(Job 1)
Reproduce the London diary entry below, everything from "I strived to" down to "Palace. Poor bloke.".

(Text section)
[start]

[27 Jun.] London, Day 1
London is an absolutely wonderful place. It has an amazing mixture of modern sharpness and rush and historic remnants. Since I fell asleep around 9:30pm the previous night, I woke up at 5:30am feeling refreshed and energized. I immediately proceeded to planning an itinerary for the day's trip. My Airbnb host Susan helped me revise and provided me with suggestions. As lively as she could be, Susan looked up ticket prices and Underground tube routes for me. (Have I already mentioned what an amazing person she is? She's always so cheerful, and she is such a generous and open individual!) I cooked instant noodles in the morning for breakfast, and I left the house at around 9:45am to catch the 9:55am tube. By the time I left, Susan had already left for work.
My first stop was Buckingham Palace. My tube route took me from Norwood Junction station to London Victoria station, a bustling and immensely crowded station. From there, I embarked on a fifteen minute walk to the Palace. On the way, I noticed a police officer riding a horse (instead of being in/on a metal vehicle). (I would later notice that nearly all police officers, perhaps excluding Scotland Yard, patrol by riding on horses.) I also saw a couple chariots (?) driven by folks in long, fancy red garments. Looks like royalty to me!
I strived to arrive in Buckingham Palace by 10:45am in order to get a good spot for myself for Changing of the Guard, a relatively short ceremony where the Old Guard hands over responsibility for protecting Buckingham Palace and St. James's Palace to the New Guard. The official ceremony would begin at 11:15am, and I got there around 10:40am. It was already so crammed! There was only one police officer guiding the human traffic in front of the gates of the Palace. Poor bloke.
The ceremony featured a serious of marching band parades, with guards in different uniforms. They would all enter through the middle gate of the Buckingham Palace and stand in a formation. I couldn't take plenty of photos because it was simply too crammed. I could only see bits and pieces myself through gaps. I could, however, clearly hear the marching band's songs. I only knew one song they played, though, and it was. Carly Rae Jepsen's "Call Me Maybe."

[end]

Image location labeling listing
[start]

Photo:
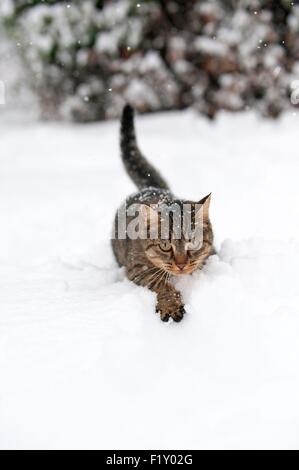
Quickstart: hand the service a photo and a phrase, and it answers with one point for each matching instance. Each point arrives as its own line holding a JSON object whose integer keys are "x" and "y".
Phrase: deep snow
{"x": 84, "y": 361}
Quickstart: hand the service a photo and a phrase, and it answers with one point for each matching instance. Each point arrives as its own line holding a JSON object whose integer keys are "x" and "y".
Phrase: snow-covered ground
{"x": 84, "y": 360}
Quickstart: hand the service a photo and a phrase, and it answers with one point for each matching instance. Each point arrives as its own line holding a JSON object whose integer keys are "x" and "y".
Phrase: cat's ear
{"x": 205, "y": 203}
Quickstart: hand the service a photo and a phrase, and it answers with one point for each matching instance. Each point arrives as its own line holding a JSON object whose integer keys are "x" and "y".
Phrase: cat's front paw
{"x": 170, "y": 306}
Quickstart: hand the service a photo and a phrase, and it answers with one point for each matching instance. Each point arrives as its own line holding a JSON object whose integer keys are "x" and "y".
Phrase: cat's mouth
{"x": 180, "y": 270}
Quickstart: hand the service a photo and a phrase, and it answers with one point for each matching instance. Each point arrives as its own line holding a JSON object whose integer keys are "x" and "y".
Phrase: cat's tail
{"x": 139, "y": 169}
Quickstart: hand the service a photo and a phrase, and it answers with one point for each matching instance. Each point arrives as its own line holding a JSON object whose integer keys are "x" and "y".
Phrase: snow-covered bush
{"x": 86, "y": 58}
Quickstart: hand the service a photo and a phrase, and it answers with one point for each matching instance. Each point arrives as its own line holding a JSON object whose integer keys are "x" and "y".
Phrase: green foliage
{"x": 86, "y": 58}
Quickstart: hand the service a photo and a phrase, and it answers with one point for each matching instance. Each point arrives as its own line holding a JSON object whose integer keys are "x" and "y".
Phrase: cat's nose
{"x": 181, "y": 262}
{"x": 181, "y": 266}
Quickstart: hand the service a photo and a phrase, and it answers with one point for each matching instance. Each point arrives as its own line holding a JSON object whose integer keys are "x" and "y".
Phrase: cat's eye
{"x": 165, "y": 245}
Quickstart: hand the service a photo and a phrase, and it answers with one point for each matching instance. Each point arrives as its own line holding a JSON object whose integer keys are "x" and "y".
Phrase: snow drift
{"x": 84, "y": 360}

[end]

(Job 2)
Select each line of the listing above that contains the string "snow", matching case.

(Right answer 1)
I strived to arrive in Buckingham Palace by 10:45am in order to get a good spot for myself for Changing of the Guard, a relatively short ceremony where the Old Guard hands over responsibility for protecting Buckingham Palace and St. James's Palace to the New Guard. The official ceremony would begin at 11:15am, and I got there around 10:40am. It was already so crammed! There was only one police officer guiding the human traffic in front of the gates of the Palace. Poor bloke.

(Right answer 2)
Phrase: deep snow
Phrase: snow-covered ground
Phrase: snow-covered bush
Phrase: snow drift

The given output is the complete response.